Entries for location identification
_ _ _ _

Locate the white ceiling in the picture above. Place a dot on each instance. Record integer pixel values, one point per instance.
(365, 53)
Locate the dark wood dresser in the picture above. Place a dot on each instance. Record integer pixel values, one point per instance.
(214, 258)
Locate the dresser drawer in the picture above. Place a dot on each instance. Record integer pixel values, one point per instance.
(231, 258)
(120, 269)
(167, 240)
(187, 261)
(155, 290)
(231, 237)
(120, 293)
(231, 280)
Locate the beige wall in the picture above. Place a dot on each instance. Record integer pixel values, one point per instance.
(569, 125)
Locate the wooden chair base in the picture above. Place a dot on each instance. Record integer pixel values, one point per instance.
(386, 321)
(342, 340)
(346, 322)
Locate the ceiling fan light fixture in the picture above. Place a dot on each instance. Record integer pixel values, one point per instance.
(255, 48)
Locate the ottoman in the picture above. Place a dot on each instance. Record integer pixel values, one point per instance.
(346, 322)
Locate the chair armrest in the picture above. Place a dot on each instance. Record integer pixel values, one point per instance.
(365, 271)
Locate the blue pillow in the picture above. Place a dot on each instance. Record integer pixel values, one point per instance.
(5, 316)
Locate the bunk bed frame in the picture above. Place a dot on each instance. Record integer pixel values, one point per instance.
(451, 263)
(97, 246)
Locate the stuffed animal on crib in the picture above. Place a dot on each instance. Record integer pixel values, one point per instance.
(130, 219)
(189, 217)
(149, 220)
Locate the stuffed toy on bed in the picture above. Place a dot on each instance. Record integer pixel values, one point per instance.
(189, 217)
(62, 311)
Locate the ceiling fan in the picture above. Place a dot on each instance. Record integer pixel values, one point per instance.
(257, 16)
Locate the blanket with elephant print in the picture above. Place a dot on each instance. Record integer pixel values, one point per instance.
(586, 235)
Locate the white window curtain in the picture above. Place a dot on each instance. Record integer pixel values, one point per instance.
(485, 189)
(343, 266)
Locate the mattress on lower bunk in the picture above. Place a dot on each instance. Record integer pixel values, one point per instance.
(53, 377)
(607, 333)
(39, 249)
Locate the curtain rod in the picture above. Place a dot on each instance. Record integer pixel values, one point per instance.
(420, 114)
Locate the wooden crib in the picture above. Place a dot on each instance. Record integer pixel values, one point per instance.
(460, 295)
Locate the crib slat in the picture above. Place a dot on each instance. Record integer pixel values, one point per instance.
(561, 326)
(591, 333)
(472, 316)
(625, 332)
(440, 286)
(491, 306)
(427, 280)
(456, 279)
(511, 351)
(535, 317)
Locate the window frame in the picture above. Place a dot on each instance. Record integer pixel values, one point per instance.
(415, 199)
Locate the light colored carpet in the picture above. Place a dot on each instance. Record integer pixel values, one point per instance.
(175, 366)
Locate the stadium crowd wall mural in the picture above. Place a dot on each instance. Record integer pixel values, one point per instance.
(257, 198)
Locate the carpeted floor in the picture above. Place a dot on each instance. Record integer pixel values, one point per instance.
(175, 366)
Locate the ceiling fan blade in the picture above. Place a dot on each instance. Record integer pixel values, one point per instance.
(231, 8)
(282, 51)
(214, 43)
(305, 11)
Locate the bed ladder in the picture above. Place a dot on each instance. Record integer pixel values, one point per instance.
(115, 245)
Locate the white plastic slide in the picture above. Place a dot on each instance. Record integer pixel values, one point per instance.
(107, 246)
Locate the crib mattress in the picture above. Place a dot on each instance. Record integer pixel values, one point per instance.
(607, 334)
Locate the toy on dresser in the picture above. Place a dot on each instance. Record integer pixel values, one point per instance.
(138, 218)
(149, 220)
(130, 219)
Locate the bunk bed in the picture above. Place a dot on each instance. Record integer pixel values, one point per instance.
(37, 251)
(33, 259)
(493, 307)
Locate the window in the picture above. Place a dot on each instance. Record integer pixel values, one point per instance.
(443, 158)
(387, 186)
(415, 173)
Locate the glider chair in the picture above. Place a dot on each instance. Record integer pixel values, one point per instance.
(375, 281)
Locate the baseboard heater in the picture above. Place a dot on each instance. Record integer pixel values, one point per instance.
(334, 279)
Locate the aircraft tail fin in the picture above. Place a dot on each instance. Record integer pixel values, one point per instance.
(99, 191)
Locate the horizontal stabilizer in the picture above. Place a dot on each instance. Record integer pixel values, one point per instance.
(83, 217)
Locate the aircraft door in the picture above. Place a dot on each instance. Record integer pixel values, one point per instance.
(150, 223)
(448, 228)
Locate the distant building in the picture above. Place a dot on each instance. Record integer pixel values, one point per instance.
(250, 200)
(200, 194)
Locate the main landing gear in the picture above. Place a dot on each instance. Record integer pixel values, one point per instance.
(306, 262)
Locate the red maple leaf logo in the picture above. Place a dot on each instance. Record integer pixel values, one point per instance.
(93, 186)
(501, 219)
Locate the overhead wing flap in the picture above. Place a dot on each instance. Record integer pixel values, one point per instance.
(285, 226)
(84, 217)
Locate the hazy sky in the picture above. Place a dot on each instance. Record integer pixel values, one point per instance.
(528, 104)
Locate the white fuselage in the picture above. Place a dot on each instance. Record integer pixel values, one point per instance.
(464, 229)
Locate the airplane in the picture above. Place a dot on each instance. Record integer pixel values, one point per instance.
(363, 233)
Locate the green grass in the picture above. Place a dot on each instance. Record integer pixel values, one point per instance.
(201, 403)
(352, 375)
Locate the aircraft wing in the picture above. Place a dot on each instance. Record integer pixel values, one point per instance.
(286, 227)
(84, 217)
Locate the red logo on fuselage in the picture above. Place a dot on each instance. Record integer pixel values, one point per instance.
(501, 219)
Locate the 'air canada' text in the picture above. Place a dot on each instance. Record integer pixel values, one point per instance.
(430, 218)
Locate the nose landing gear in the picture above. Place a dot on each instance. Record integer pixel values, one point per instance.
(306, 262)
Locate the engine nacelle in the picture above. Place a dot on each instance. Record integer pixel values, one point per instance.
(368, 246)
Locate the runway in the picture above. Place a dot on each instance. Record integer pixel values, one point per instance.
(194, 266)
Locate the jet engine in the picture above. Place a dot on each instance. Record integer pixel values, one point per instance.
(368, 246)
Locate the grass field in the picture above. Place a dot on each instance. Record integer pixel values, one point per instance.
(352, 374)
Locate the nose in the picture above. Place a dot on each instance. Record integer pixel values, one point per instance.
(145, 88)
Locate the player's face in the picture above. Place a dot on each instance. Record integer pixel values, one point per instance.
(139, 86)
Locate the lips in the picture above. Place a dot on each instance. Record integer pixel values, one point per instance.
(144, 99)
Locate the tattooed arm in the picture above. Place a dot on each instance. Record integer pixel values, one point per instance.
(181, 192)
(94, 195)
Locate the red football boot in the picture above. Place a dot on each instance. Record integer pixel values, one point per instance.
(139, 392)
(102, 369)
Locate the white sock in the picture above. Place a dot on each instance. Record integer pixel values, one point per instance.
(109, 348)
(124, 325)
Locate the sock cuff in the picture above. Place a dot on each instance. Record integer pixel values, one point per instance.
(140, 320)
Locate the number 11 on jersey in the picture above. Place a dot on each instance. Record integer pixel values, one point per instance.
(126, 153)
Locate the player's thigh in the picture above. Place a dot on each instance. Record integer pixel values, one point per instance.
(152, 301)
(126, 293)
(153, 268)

_ _ _ _

Reproduce all of the entries above word for word, changing nothing.

Locate the white ceiling in the picture above. Place a dot on each instance. Record integer pixel values, one point per instance.
(365, 53)
Locate the dark wood dresser in the picture above. Place a dot on each instance. Record integer pixel values, one point per instance.
(214, 258)
Locate the dresser drawer in the picture above. Place a dot on each instance. Record integer pixel values, one point per instance.
(231, 258)
(120, 269)
(167, 240)
(187, 261)
(155, 290)
(231, 237)
(120, 293)
(231, 280)
Locate the beige wall in the picture above. Place a dot on each instance. Record integer pixel values, one point per instance.
(569, 125)
Locate the wooden chair base in the picture above. Place a dot on each instance. Record integer pixel values, one point per instance.
(386, 321)
(342, 340)
(346, 322)
Locate the ceiling fan light fixture in the picture above. Place a dot on each instance. Record integer pixel values, one point per instance.
(255, 48)
Locate the ottoman in the picture above. Place a dot on each instance. Record integer pixel values, one point per instance.
(346, 322)
Locate the chair armrest in the picture above. Place a dot on each instance. Record integer pixel values, one point per instance.
(365, 271)
Locate the blue pillow in the picture above. Place a dot on each instance. Record integer pixel values, one point per instance.
(5, 316)
Locate the bunk bed frame in the picture above. Place a dot on each instance. Record integer pixel values, one point per instance.
(451, 263)
(97, 246)
Locate the stuffed animal on crib in the picture above. Place a dot on each instance. Record integer pixel values, one point per instance.
(130, 219)
(189, 217)
(149, 220)
Locate the stuffed toy on bed in the picture above. Place a dot on each instance. Record integer pixel values, one point per instance.
(189, 217)
(62, 311)
Locate the ceiling fan in the picture above. Place a dot on each instance. Record integer pixel values, one point per instance.
(257, 16)
Locate the blanket with elephant print in the picture above. Place a dot on each instance. Record integer pixel values, one point per instance.
(586, 235)
Locate the white window curtain in the picture above. Place a dot on each instance. Record integer pixel values, one point per instance.
(485, 189)
(343, 266)
Locate the mattress on lower bunk in the picture above. Place a dot on each instance. Record integer pixel values, one point per instance.
(53, 377)
(607, 333)
(39, 249)
Locate the curtain rod in the picture above. Place a dot on each instance. Record integer pixel values, one point per instance.
(420, 114)
Locate the wooden crib in the picture above. Place a dot on each instance. Record integer pixel values, one point per instance.
(460, 295)
Locate the crib slat in the picture above. Place a dot on each instance. Record integer pixel values, one point per instance.
(561, 326)
(591, 333)
(472, 316)
(625, 332)
(440, 286)
(491, 306)
(427, 280)
(456, 279)
(511, 351)
(535, 317)
Locate the window frame in the picture above. Place a dot on each instance. Record integer pixel values, one point per instance.
(415, 199)
Locate the light colored carpet in the picture above. Place a dot on each instance. Record integer pixel values, one point per instance.
(175, 366)
Locate the stadium crowd wall mural in the picture above. Place a dot on each instance. Record integer pixel values, one point per instance.
(257, 198)
Locate the carpeted floor in the picture above. Place a dot on each instance. Record integer pixel values, one point per instance.
(175, 366)
Locate the ceiling fan blade in the picture above. Place a dot on each instance. Record integer pixel values, one point per instance.
(231, 8)
(282, 51)
(214, 43)
(305, 11)
Locate the bed ladder in the picture above. Place a dot on each instance. Record integer pixel values, one point per instance.
(115, 245)
Locate the white plastic slide in the picture above. Place a dot on each instance. Record integer pixel values, one point per instance.
(107, 246)
Locate the crib mattress in the picture above. Place a dot on each instance. Record integer pixel values, one point per instance.
(607, 334)
Locate the toy on dresser in the picture above. Place a dot on each instance. Record integer pixel values, one point per instance.
(138, 218)
(149, 220)
(130, 219)
Locate the bunk bed in the picture above. Place a dot on each instance. Record integer pixel values, one point per instance.
(37, 251)
(33, 259)
(493, 307)
Locate the window in the picture above. Place a dot on each instance. Record integer pixel values, one point per instance.
(443, 158)
(387, 186)
(415, 173)
Locate the glider chair in the picture above. Place a dot on each instance. Record integer pixel values, one point per instance.
(375, 281)
Locate the baseboard heater in the picture above. Place a dot on each instance. Record integer pixel values, one point per instance.
(334, 279)
Locate the aircraft tail fin in the picture above. Place a dot on each instance. Record integer pixel values, one point per instance.
(99, 191)
Locate the horizontal stabilizer in the picture above. Place a dot on each instance. Record integer pixel values, one point per instance.
(83, 217)
Locate the aircraft door in the picture above. Place a dot on each instance. Record integer pixel values, one point per instance.
(150, 223)
(448, 228)
Locate the distant building in the picture above. Place a dot on each instance. Record integer pixel values, one point per instance.
(250, 200)
(200, 194)
Locate the main landing gear in the picture above. Place a dot on each instance. Record integer pixel values, one point per instance.
(306, 262)
Locate the red maple leaf logo in the picture above. Place a dot on each instance. Record integer pixel values, one point per instance.
(93, 186)
(501, 219)
Locate the overhead wing flap in the picture above. Place a dot on each instance. Record integer pixel values, one point per instance.
(285, 226)
(84, 217)
Locate the hazy sky in the picture above. Place a dot on each instance. Record integer pixel values, one point per instance.
(528, 104)
Locate the white fuselage in the picture above. Place a dot on each instance. Record integer pixel values, one point per instance.
(464, 229)
Locate the airplane in the picture above. Place a dot on each instance. Record integer pixel values, one point per instance.
(363, 233)
Locate the green grass in the picture above. Place a dot on each instance. Record integer pixel values, one point per instance.
(201, 403)
(352, 375)
Locate the aircraft wing in the picture above. Place a dot on each instance. Record integer pixel values, one point per instance.
(286, 227)
(84, 217)
Locate the red logo on fuselage in the picture above. Place a dot on each instance. Record integer pixel values, one point per instance.
(501, 219)
Locate the 'air canada' text in the picture above. Place a dot on each instance. Record integer pixel values, one point per instance.
(430, 218)
Locate the nose landing gear in the picture above. Place a dot on each instance. Record integer pixel values, one point per instance.
(306, 262)
Locate the engine nacelle in the picture above. Place a dot on each instance. Record integer pixel values, one point per instance.
(368, 246)
Locate the runway in the picture above. Place a dot on each instance. Record integer pixel values, one point per instance.
(194, 266)
Locate the jet engine in the picture above. Place a dot on each instance. Record integer pixel values, one point per instance.
(368, 246)
Locate the grass field in the picture above. Place a dot on each instance. Record integer pixel values, one point per instance.
(352, 374)
Locate the nose in the picture above. Place a dot on each instance. Record integer pixel values, one point per instance.
(145, 88)
Locate the player's face in the picture above. Place a dot on each instance. Record integer pixel values, one point per instance.
(139, 86)
Locate the lips in the picture above. Place a dot on each instance. Record integer pixel values, one point per instance.
(144, 99)
Locate the tattooed arm in the picture above. Place a dot on each instance. Record integer pixel values, one point per instance.
(181, 192)
(94, 195)
Locate the red football boot in the picture above. Place a dot on each instance. Record integer pixel values, one point per instance.
(139, 392)
(102, 369)
Locate the white sock in the picture above. Place a dot on each instance. Record integer pixel values, one point per instance.
(109, 348)
(124, 325)
Locate the sock cuff in the picture above. Place a dot on each instance. Record integer pixel values, one point per instance.
(140, 320)
Locate the number 11 on jersey in the picture above. Place a dot on each instance. Record integer pixel values, one point per instance.
(126, 153)
Locate the player's thigh in the picture above. Place a dot on each instance. Record integer pixel values, one point per instance.
(152, 301)
(126, 293)
(153, 268)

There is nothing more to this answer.